--- start ---

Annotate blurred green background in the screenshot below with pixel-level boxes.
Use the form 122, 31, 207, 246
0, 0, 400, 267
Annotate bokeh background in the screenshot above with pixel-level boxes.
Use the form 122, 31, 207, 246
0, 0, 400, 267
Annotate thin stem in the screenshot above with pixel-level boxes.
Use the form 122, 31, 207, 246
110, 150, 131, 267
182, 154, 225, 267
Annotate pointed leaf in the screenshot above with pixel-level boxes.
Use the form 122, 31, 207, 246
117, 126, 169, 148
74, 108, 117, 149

--- end ---
--- start ---

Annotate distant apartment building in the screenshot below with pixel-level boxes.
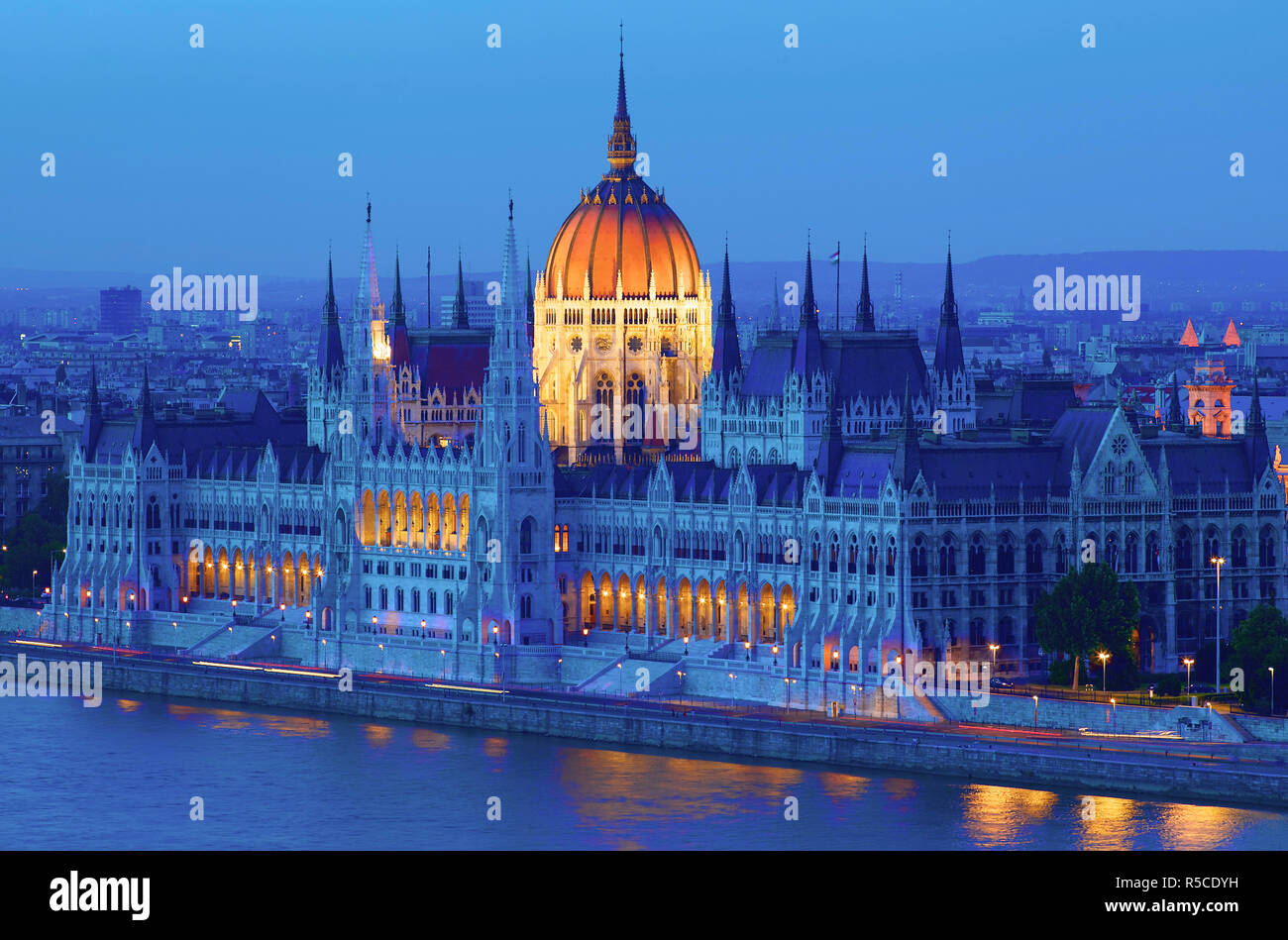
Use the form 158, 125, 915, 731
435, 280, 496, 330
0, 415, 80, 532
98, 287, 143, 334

--- end ---
--- start ---

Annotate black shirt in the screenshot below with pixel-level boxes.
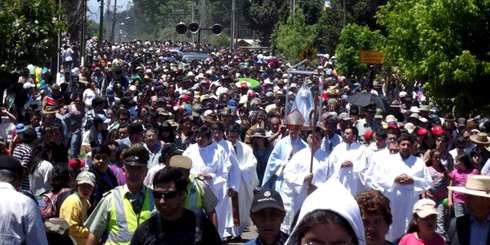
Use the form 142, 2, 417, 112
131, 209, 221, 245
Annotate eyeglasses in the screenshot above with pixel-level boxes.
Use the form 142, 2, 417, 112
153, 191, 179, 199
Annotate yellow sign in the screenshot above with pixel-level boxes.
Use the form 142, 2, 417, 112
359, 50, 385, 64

--- end ---

What to do:
Copy the rows verbatim, from the line with "Annotate black shirt" to the line with "359, 50, 385, 64", both included. Omit the pictures from your copy.

Solved exercise:
Annotate black shirt in the screenshot below with pixel-level boxes.
Use the form 142, 2, 417, 112
131, 209, 221, 245
Annotate eyeglasses in the screenshot above with pixel-level boxes.
Use the form 142, 2, 417, 112
153, 191, 179, 199
Annotate yellow sign in the screenshot above with pixel-level boxes.
Use the form 142, 2, 417, 112
359, 50, 385, 64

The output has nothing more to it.